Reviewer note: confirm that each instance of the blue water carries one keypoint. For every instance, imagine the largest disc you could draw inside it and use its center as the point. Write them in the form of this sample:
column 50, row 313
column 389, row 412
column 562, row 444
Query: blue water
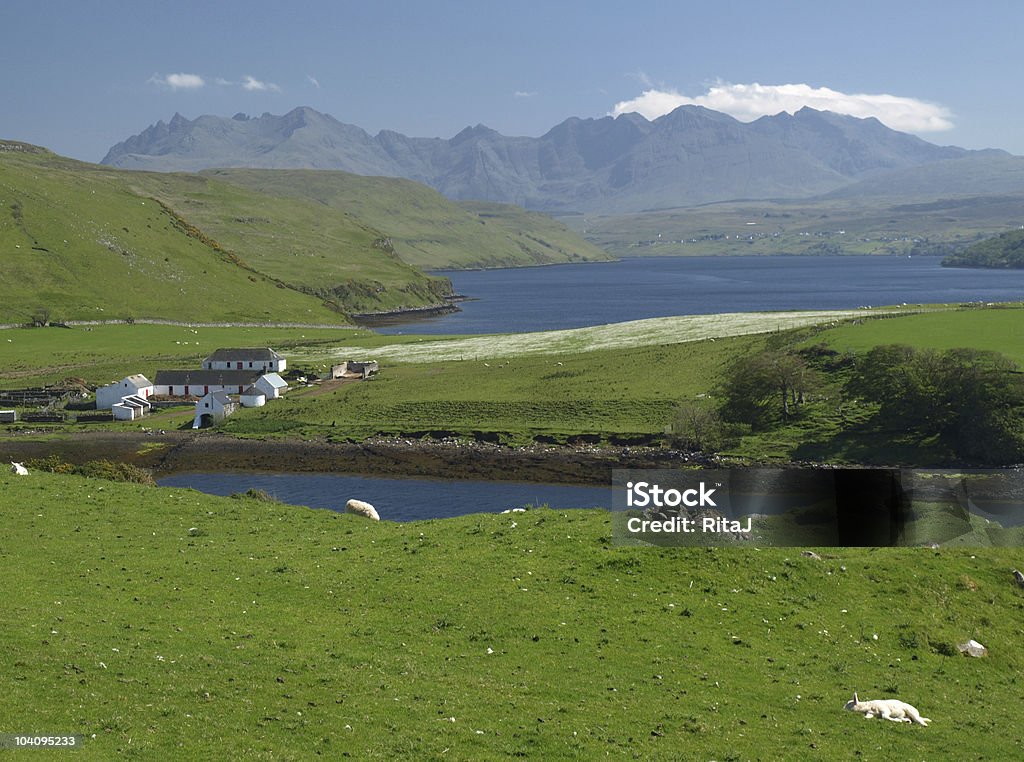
column 395, row 500
column 578, row 295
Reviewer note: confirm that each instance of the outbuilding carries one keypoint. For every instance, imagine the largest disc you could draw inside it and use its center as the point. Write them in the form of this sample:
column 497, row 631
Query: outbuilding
column 138, row 385
column 252, row 397
column 271, row 385
column 246, row 358
column 199, row 383
column 212, row 409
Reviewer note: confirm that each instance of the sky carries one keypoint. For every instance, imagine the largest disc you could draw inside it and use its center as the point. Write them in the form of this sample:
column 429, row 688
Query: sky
column 79, row 77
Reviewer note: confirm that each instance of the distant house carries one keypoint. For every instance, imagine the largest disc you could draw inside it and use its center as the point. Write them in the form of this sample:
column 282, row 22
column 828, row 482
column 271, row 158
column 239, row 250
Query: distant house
column 251, row 358
column 137, row 385
column 355, row 369
column 213, row 408
column 271, row 385
column 130, row 408
column 200, row 383
column 252, row 397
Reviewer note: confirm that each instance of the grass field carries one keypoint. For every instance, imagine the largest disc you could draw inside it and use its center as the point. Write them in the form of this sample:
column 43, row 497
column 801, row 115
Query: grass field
column 167, row 624
column 88, row 242
column 999, row 330
column 620, row 383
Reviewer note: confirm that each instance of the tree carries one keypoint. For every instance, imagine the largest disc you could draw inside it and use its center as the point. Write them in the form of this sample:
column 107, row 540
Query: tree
column 762, row 388
column 970, row 400
column 698, row 426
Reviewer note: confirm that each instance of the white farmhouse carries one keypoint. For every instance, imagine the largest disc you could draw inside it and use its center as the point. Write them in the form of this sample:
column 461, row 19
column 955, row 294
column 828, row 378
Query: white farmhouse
column 213, row 408
column 271, row 385
column 137, row 385
column 199, row 383
column 250, row 358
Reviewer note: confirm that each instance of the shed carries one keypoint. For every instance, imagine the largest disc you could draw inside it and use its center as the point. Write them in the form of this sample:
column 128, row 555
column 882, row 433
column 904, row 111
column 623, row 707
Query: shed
column 252, row 397
column 213, row 408
column 108, row 396
column 271, row 385
column 355, row 369
column 246, row 358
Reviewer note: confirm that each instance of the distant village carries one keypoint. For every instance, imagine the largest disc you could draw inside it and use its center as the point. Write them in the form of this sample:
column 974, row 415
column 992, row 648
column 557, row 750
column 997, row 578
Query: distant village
column 253, row 374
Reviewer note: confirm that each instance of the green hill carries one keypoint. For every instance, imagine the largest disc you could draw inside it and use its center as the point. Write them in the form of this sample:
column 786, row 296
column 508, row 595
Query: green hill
column 427, row 229
column 165, row 624
column 1004, row 251
column 83, row 242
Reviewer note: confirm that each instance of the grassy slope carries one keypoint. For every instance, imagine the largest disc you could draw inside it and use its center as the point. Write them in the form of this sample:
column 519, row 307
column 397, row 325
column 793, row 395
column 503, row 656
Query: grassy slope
column 999, row 330
column 100, row 354
column 281, row 632
column 1006, row 250
column 914, row 223
column 77, row 240
column 427, row 229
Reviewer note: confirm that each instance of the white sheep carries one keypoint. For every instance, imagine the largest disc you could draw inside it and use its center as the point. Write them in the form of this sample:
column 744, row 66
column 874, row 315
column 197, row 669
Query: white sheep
column 360, row 508
column 887, row 709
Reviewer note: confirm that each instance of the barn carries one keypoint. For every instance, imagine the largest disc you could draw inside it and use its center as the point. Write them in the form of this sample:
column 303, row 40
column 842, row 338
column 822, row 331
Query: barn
column 263, row 358
column 200, row 383
column 213, row 408
column 137, row 385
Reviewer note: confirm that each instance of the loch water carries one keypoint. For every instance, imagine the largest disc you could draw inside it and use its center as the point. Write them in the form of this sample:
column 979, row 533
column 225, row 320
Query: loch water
column 597, row 293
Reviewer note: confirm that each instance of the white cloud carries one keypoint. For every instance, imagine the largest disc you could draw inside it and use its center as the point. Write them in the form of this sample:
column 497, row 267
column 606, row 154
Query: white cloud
column 251, row 83
column 748, row 102
column 179, row 81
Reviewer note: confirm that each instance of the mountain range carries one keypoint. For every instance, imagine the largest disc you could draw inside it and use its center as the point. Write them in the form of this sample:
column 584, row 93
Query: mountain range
column 610, row 165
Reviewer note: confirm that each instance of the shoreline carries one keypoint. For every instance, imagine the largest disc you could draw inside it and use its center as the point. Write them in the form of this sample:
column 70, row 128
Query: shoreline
column 175, row 452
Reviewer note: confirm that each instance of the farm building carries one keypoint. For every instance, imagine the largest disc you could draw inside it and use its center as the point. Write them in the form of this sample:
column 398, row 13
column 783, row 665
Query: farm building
column 271, row 385
column 252, row 397
column 130, row 408
column 214, row 407
column 137, row 385
column 355, row 369
column 199, row 383
column 252, row 358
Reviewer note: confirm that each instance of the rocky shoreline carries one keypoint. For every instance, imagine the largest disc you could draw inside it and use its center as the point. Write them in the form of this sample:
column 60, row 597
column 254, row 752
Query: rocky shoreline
column 457, row 459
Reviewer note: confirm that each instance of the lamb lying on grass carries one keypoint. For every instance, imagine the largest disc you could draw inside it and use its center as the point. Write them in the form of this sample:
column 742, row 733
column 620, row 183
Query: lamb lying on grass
column 889, row 709
column 361, row 509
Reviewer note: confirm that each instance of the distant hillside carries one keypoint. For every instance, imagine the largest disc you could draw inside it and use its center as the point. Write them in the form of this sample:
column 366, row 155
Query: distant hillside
column 622, row 165
column 83, row 242
column 1004, row 251
column 425, row 228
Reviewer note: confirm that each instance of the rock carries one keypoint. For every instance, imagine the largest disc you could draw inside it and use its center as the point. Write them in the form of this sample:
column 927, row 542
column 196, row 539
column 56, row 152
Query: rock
column 359, row 508
column 972, row 648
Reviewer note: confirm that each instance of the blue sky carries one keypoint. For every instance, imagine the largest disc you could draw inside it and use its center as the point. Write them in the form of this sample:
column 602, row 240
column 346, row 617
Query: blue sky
column 79, row 77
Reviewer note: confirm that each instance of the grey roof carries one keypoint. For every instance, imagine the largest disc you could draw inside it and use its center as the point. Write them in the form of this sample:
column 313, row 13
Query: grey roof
column 274, row 380
column 207, row 378
column 244, row 354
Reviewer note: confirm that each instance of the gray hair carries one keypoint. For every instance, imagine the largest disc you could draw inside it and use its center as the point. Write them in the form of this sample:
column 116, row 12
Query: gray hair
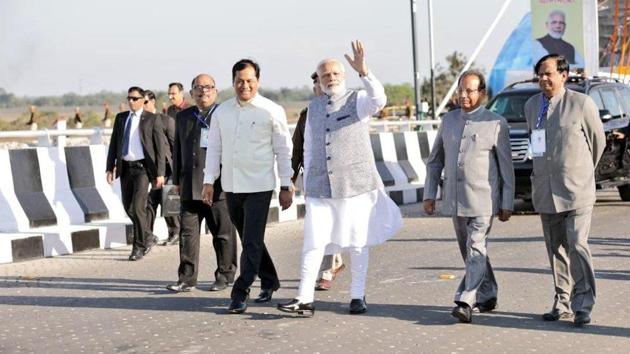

----

• [Task instructions]
Omit all pictures while transcribing the entries verbatim.

• [Answer area]
Reviewer note: confirm that each instance of the blue water carries one keypoint. For every instance, imagine the largest disc you could draw inside it and use its center as the point. Write them in the form of this sample:
column 50, row 313
column 389, row 412
column 562, row 444
Query: blue water
column 395, row 500
column 578, row 295
Reviewer note: confirm that each instance of the outbuilding carries one keypoint. For every instance, imagine the largest disc you could draw inside it and use its center as the point. Write them in the form of this sample:
column 497, row 631
Query: outbuilding
column 138, row 385
column 252, row 397
column 271, row 385
column 246, row 358
column 199, row 383
column 212, row 409
Reviewer note: confirm that each instance of the sky carries one keypoint. For every instance, imagine the largest disc you could draw inside it and use its center as the point. Write them in the form of this sample:
column 429, row 688
Query: sky
column 79, row 77
Reviewer note: confirm that each instance of the distant house carries one keypoint. For every instance, imagine the largest disc you could draw inside it and use its center as the point. Write them in the form of this sample:
column 282, row 22
column 828, row 482
column 271, row 158
column 239, row 250
Query: distant house
column 251, row 358
column 137, row 385
column 355, row 369
column 213, row 408
column 271, row 385
column 130, row 408
column 200, row 383
column 252, row 397
Reviewer note: confirm that each instance of the grass field carries one keypoint. For every instance, imagine the largest disc you could draw inside it and use its center as the point. Write them in the form of this sample:
column 43, row 497
column 801, row 115
Query: grass field
column 167, row 624
column 88, row 242
column 999, row 330
column 620, row 383
Reviewer note: confirm that each instance of the tree carries one keypoint. For every instance, imagine the largest disc you could draw inside it and use its center as the point. Write them in the form of this sample:
column 107, row 540
Query: tree
column 762, row 388
column 970, row 400
column 698, row 426
Reviewer note: confirm that each instance of the white farmhouse carries one keypoint. For every instance, imagine the largest disc you could draw inside it and use its center as the point. Write them in the form of this sample:
column 461, row 19
column 955, row 294
column 828, row 378
Query: white farmhouse
column 213, row 408
column 271, row 385
column 137, row 385
column 199, row 383
column 250, row 358
Reviewer note: confirm that each instance of the shed carries one keypoint. For every instance, imagine the largest disc you could draw inside it and use its center as the point. Write them in the form of this sample:
column 128, row 555
column 882, row 433
column 904, row 111
column 623, row 707
Query: shed
column 252, row 397
column 213, row 408
column 108, row 396
column 271, row 385
column 355, row 369
column 246, row 358
Reviewer note: confirm that each instance of the distant village carries one keypoint. For every instance, imagine the largest disc you could draw inside it and use its center as the point. Write them in the form of this sample:
column 974, row 415
column 992, row 648
column 557, row 750
column 997, row 578
Query: distant village
column 253, row 374
Reviewer note: confirm that each instance of the green hill carries one keypoint. For every instance, imagine the largest disc you could draw inside it and use its center as the point. Write them in the form of this sample:
column 786, row 296
column 508, row 595
Query: green hill
column 427, row 229
column 165, row 624
column 1004, row 251
column 83, row 242
Reviewer note: confirm that each instance of the grassy slope carries one keypoint. For every instance, imagine the largest disc you could draw inside it and use its center as the point. Write them in the form of this sample:
column 519, row 307
column 397, row 325
column 793, row 395
column 503, row 656
Query: grassy slope
column 999, row 330
column 100, row 354
column 281, row 632
column 1006, row 250
column 914, row 223
column 77, row 240
column 427, row 229
Reviewer note: confirm that each instance of the white sheep carries one keypoint. For every instance, imagine the largest disc you could draw inside it and use its center as the point. Write them in the form of this sample:
column 744, row 66
column 874, row 315
column 197, row 669
Query: white sheep
column 360, row 508
column 887, row 709
Reviewer note: confirm that each instance of the barn carries one keypoint. For every instance, imagine the largest disc you could draw inside it and use its center as the point. Write them in the form of this sample:
column 303, row 40
column 842, row 338
column 822, row 331
Query: barn
column 263, row 358
column 200, row 383
column 213, row 408
column 137, row 385
Reviewer note: confirm that each instance of the loch water carries one keypoint. For every instance, imagine the largest disc you could draw inside it and use its center as the point. Write them in the form of this sample:
column 979, row 533
column 225, row 320
Query: loch water
column 597, row 293
Reviewer note: confirm that each instance of the white cloud carries one keypoint. For every instance, imagine the largest disc you could draw inside it and use its center as the point. Write them in the form of this sample:
column 497, row 267
column 606, row 154
Query: white cloud
column 251, row 83
column 748, row 102
column 179, row 81
Reviewer note: confirm that each instance of the mountain range carries one keypoint. For every instance, imagine the largest disc you could draw inside it and use its center as the point. Write them in the form of this sample:
column 584, row 93
Query: mountain range
column 610, row 165
Reviewer note: confirm that each instance of the shoreline carries one keypoint. For every instance, imagine the largest disc you could draw inside it and use its center as the point. Write them in the form of this sample:
column 70, row 128
Query: shoreline
column 175, row 452
Reviewer note: confirm that each instance of the farm building carries one keypoint. For every instance, imagine the largest disc you could draw inside it and use its center as the point. Write them in the form of this sample:
column 398, row 13
column 783, row 665
Query: farm building
column 271, row 385
column 252, row 397
column 130, row 408
column 214, row 407
column 137, row 385
column 355, row 369
column 199, row 383
column 252, row 358
Reviewer note: confirm that each instance of the rocky shoreline carries one keypoint. For every instance, imagine the largest disc you could draw inside it and use its center as the point. Write them in the form of this sample:
column 60, row 597
column 254, row 752
Query: rocky shoreline
column 457, row 459
Reviewer note: confirm that each instance of the lamb lying on grass carries one keypoint. For every instance, imagine the largest disc you could draw inside it and use its center as the point. Write them in the form of this sample:
column 742, row 733
column 620, row 183
Query: lamb lying on grass
column 889, row 709
column 361, row 509
Reviewer note: confirm that each instance of the distant hillside carries one keypoint. For every instance, imagine the largest disc you could draw inside it and use its center as the point. Write them in the form of this sample:
column 366, row 155
Query: distant hillside
column 622, row 165
column 83, row 242
column 1004, row 251
column 425, row 228
Reviewer note: confirm that each instance of the rock carries one keypoint. For every instance, imagine the largest disc you could draw inside it and use its center as the point. Write them in the form of this sample:
column 927, row 542
column 196, row 539
column 56, row 152
Query: rock
column 359, row 508
column 972, row 648
Reviewer note: confirm that each instance of the blue sky carries one keypoint. For every instance, imagine the largest disc you could draw inside it and use its center as the point. Write them in the form of this sample:
column 602, row 240
column 346, row 617
Query: blue sky
column 79, row 77
Reviewer note: confirm that each instance of the grey roof carries one keypoint. For every instance, imagine the largest disc you could draw inside it and use its center as the point. Write them in the form of this sample:
column 313, row 13
Query: grey roof
column 274, row 380
column 207, row 378
column 244, row 354
Reviewer note: confirm that each instance of the gray hair carries one keypoint. For every instance, imagine the largest disc you could draw inside it and use its center as the point. Write them in the form of this sample:
column 116, row 12
Query: gray hair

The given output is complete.